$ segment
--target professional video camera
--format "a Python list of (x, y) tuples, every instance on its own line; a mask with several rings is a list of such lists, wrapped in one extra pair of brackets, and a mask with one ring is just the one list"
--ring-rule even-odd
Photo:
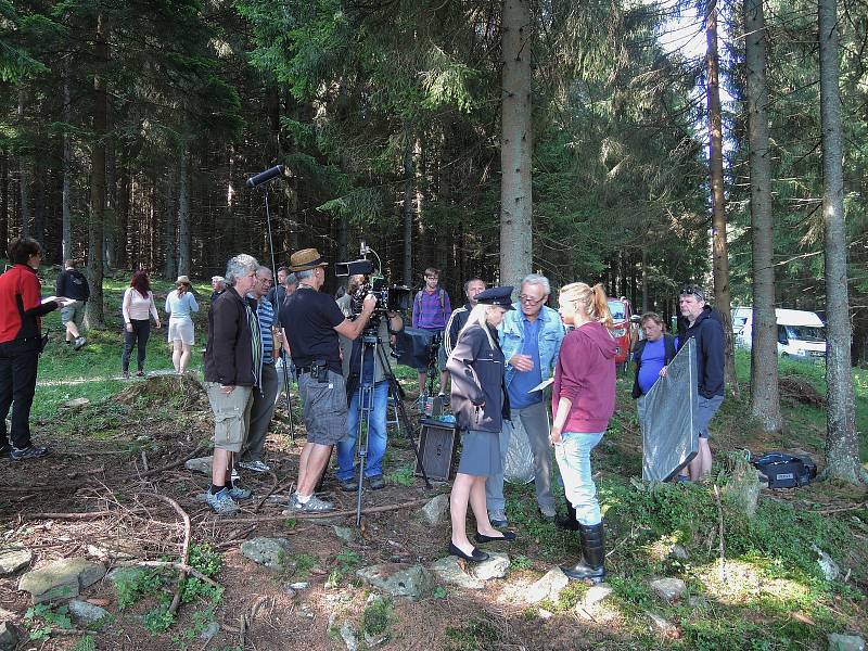
[(365, 281), (349, 295), (349, 305), (353, 314), (356, 316), (361, 314), (362, 304), (368, 295), (376, 297), (374, 317), (409, 309), (412, 303), (412, 291), (403, 285), (390, 284), (373, 261), (368, 259), (369, 254), (376, 257), (376, 261), (380, 263), (380, 257), (376, 253), (362, 242), (359, 251), (361, 258), (348, 263), (337, 263), (334, 267), (335, 276), (365, 276)]

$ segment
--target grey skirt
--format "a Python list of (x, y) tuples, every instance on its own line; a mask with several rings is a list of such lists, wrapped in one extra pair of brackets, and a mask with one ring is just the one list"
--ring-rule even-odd
[(482, 432), (480, 430), (463, 432), (458, 472), (476, 476), (502, 473), (500, 435), (497, 432)]

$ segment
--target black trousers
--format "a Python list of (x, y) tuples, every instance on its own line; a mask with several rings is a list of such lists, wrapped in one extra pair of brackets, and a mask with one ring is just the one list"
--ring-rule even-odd
[(39, 366), (39, 337), (0, 344), (0, 446), (7, 445), (7, 416), (12, 407), (12, 445), (30, 445), (30, 407)]
[(129, 356), (132, 346), (137, 348), (139, 370), (144, 370), (144, 353), (148, 349), (148, 337), (151, 336), (150, 319), (130, 319), (132, 332), (124, 329), (124, 355), (120, 357), (120, 368), (126, 373), (129, 370)]

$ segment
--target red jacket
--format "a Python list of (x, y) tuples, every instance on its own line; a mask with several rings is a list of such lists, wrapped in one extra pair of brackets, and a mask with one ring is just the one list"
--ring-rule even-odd
[(551, 412), (561, 397), (573, 403), (563, 432), (604, 432), (615, 411), (615, 350), (617, 345), (604, 326), (592, 321), (576, 328), (563, 340)]
[(58, 309), (56, 301), (42, 303), (39, 279), (27, 265), (15, 265), (0, 276), (0, 344), (38, 339), (42, 315)]

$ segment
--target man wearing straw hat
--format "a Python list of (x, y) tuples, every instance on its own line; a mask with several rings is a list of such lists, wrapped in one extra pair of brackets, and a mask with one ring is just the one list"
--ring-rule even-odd
[[(346, 386), (337, 335), (357, 339), (376, 306), (376, 298), (367, 296), (358, 318), (347, 319), (334, 299), (319, 291), (326, 282), (327, 266), (316, 248), (294, 253), (290, 269), (298, 279), (298, 289), (280, 309), (283, 336), (298, 372), (298, 394), (307, 430), (290, 508), (308, 513), (334, 509), (332, 502), (316, 497), (314, 488), (326, 470), (332, 446), (347, 436)], [(288, 323), (292, 324), (289, 330)]]

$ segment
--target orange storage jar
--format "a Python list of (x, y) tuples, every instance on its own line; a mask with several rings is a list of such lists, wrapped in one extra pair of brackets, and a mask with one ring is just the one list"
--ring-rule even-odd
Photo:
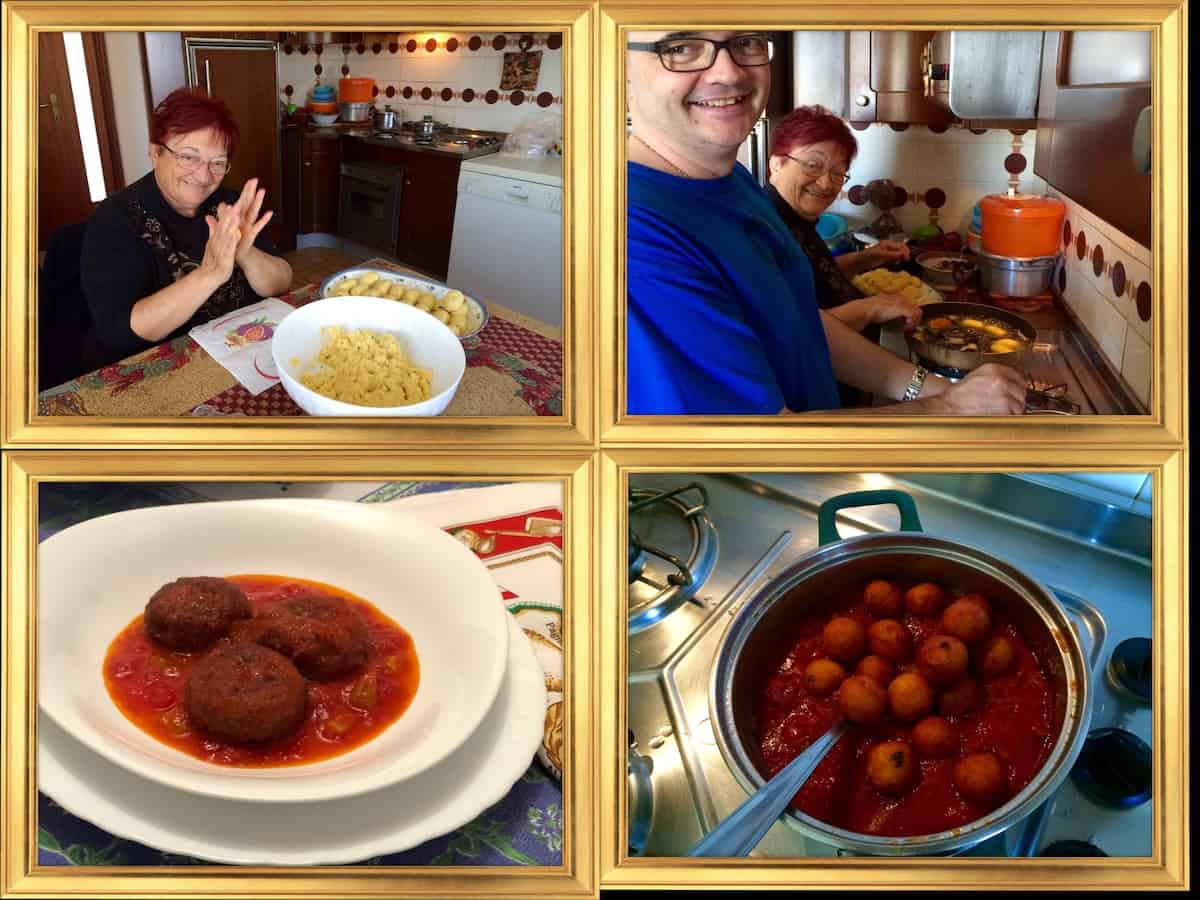
[(983, 248), (998, 257), (1050, 257), (1058, 252), (1067, 205), (1057, 197), (990, 193), (979, 200)]
[(374, 78), (343, 78), (337, 83), (337, 100), (341, 103), (370, 103), (374, 97)]

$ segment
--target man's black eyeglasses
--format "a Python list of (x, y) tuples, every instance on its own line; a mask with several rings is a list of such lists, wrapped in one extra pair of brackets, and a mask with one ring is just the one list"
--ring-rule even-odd
[(722, 49), (728, 50), (730, 58), (743, 67), (766, 66), (774, 55), (770, 35), (762, 34), (734, 35), (728, 41), (665, 37), (653, 43), (630, 41), (625, 47), (656, 53), (662, 66), (671, 72), (702, 72), (712, 68), (716, 62), (716, 54)]

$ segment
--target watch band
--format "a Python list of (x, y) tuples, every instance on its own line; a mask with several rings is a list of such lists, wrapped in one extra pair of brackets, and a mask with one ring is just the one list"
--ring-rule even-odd
[(905, 390), (904, 396), (900, 401), (907, 403), (910, 400), (916, 400), (917, 395), (920, 394), (920, 389), (925, 385), (925, 377), (929, 374), (929, 370), (924, 366), (917, 366), (912, 372), (912, 379), (908, 382), (908, 388)]

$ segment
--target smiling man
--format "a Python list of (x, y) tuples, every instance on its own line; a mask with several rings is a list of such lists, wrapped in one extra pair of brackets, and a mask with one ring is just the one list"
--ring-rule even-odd
[(988, 365), (956, 385), (818, 310), (812, 269), (738, 148), (770, 91), (772, 37), (629, 35), (628, 412), (838, 410), (838, 380), (896, 406), (856, 414), (1020, 413), (1025, 383)]

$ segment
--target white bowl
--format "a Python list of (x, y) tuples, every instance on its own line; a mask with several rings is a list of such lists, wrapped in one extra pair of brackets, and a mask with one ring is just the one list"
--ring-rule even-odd
[[(433, 372), (430, 398), (403, 407), (361, 407), (305, 388), (300, 373), (314, 365), (322, 329), (331, 325), (395, 335), (409, 362)], [(415, 307), (376, 296), (335, 296), (301, 306), (275, 329), (271, 355), (284, 389), (308, 415), (439, 415), (467, 371), (467, 354), (450, 329)]]
[[(508, 616), (479, 558), (439, 528), (368, 504), (235, 500), (128, 510), (48, 538), (37, 570), (38, 707), (118, 766), (209, 797), (316, 802), (418, 776), (474, 733), (506, 667)], [(210, 763), (130, 722), (104, 688), (109, 643), (160, 586), (239, 572), (343, 588), (408, 631), (420, 683), (404, 714), (341, 756), (268, 768)]]
[[(330, 292), (334, 289), (334, 286), (337, 284), (337, 282), (340, 282), (342, 278), (356, 278), (358, 276), (365, 272), (374, 272), (380, 277), (380, 280), (385, 278), (396, 284), (403, 284), (406, 288), (418, 288), (419, 290), (426, 290), (430, 294), (433, 294), (433, 296), (438, 299), (442, 299), (451, 290), (449, 286), (443, 284), (439, 281), (430, 281), (428, 278), (418, 278), (414, 275), (401, 275), (400, 272), (394, 272), (389, 269), (372, 269), (371, 266), (359, 265), (354, 266), (353, 269), (343, 269), (340, 272), (334, 272), (332, 275), (330, 275), (328, 278), (325, 278), (325, 281), (320, 283), (318, 293), (320, 296), (332, 296)], [(468, 337), (474, 337), (475, 335), (478, 335), (480, 331), (487, 328), (487, 322), (491, 318), (491, 314), (487, 312), (487, 306), (484, 304), (482, 300), (470, 296), (469, 294), (463, 294), (463, 295), (467, 298), (467, 306), (472, 308), (475, 316), (475, 322), (478, 322), (479, 324), (470, 331), (458, 335), (460, 341), (466, 341)], [(366, 295), (348, 294), (347, 296), (366, 296)], [(390, 300), (389, 302), (397, 302), (397, 301)], [(426, 316), (428, 314), (431, 313), (426, 313)]]

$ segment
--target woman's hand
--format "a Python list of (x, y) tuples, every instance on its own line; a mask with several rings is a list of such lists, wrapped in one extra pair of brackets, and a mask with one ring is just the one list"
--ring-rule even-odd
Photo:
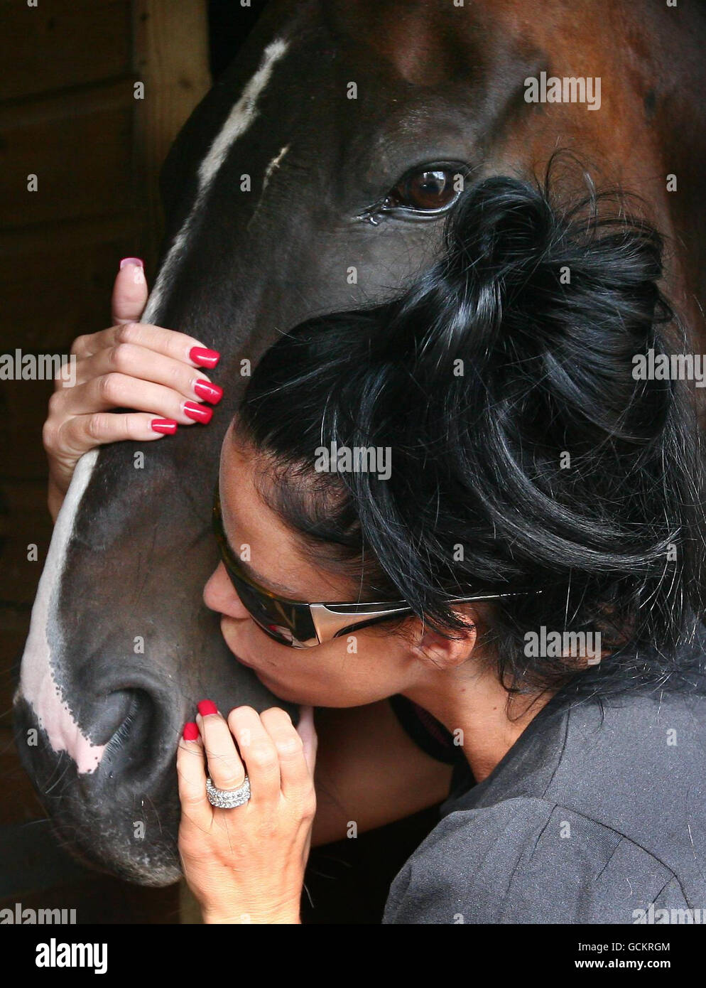
[[(203, 922), (299, 923), (316, 811), (313, 710), (302, 707), (295, 729), (278, 707), (258, 714), (238, 706), (227, 723), (210, 700), (198, 709), (197, 724), (184, 729), (177, 772), (179, 852)], [(211, 806), (204, 755), (216, 788), (238, 788), (247, 770), (247, 803)]]
[[(146, 301), (142, 262), (123, 258), (113, 288), (114, 325), (79, 336), (71, 347), (75, 382), (54, 381), (42, 430), (53, 521), (84, 453), (119, 440), (157, 440), (195, 421), (206, 424), (212, 409), (199, 402), (214, 405), (222, 396), (200, 370), (215, 367), (218, 354), (184, 333), (137, 322)], [(136, 410), (110, 411), (117, 408)]]

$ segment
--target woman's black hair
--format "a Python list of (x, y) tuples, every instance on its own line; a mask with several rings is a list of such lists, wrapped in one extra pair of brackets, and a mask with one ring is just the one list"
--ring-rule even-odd
[[(527, 649), (542, 627), (601, 631), (606, 688), (664, 682), (703, 613), (706, 517), (686, 386), (636, 370), (686, 342), (662, 255), (617, 194), (562, 207), (548, 177), (471, 186), (401, 293), (263, 358), (236, 422), (270, 503), (361, 600), (402, 598), (441, 633), (464, 627), (449, 596), (541, 590), (482, 612), (509, 689), (576, 674)], [(334, 443), (390, 451), (389, 478), (317, 472)]]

REQUIRED WORK –
Reproduce everything from the start of the material down to the line containing "373), (129, 370)]", with both ends included. Leave the pictures out of your answer.

THE SOLUTION –
$ segment
--target professional video camera
--format "a Python list of (x, y) tuples, every instance on its own line; a mask with several rings is a list of such lists, wrapped in one extra pair of brackets, and a mask with one ring is just the one list"
--ring-rule even-odd
Photo:
[(365, 281), (349, 295), (349, 305), (353, 314), (356, 316), (361, 314), (362, 304), (368, 295), (376, 297), (374, 317), (409, 309), (412, 303), (412, 291), (403, 285), (390, 284), (373, 261), (368, 259), (369, 254), (376, 257), (376, 261), (380, 263), (380, 257), (376, 253), (362, 242), (359, 251), (361, 258), (348, 263), (337, 263), (334, 267), (335, 276), (365, 276)]

$ segment
--target grey skirt
--format "a Python list of (x, y) tuples, every instance on its own line; a mask with several rings is a list of such lists, wrapped in one extra pair of brackets, and a mask with one ring is just the one list"
--ring-rule even-odd
[(482, 432), (480, 430), (463, 432), (458, 472), (476, 476), (502, 473), (500, 435), (497, 432)]

$ segment
--target black trousers
--format "a Python list of (x, y) tuples, every instance on its own line; a mask with several rings is a list of such lists, wrapped in one extra pair of brackets, and a mask with one ring is just the one list"
--ring-rule even-odd
[(39, 366), (39, 337), (0, 344), (0, 446), (7, 445), (7, 416), (12, 407), (12, 445), (30, 445), (30, 407)]
[(129, 356), (132, 346), (137, 348), (139, 370), (144, 370), (144, 353), (148, 349), (148, 337), (151, 336), (150, 319), (130, 319), (132, 332), (124, 329), (124, 355), (120, 357), (120, 368), (126, 373), (129, 370)]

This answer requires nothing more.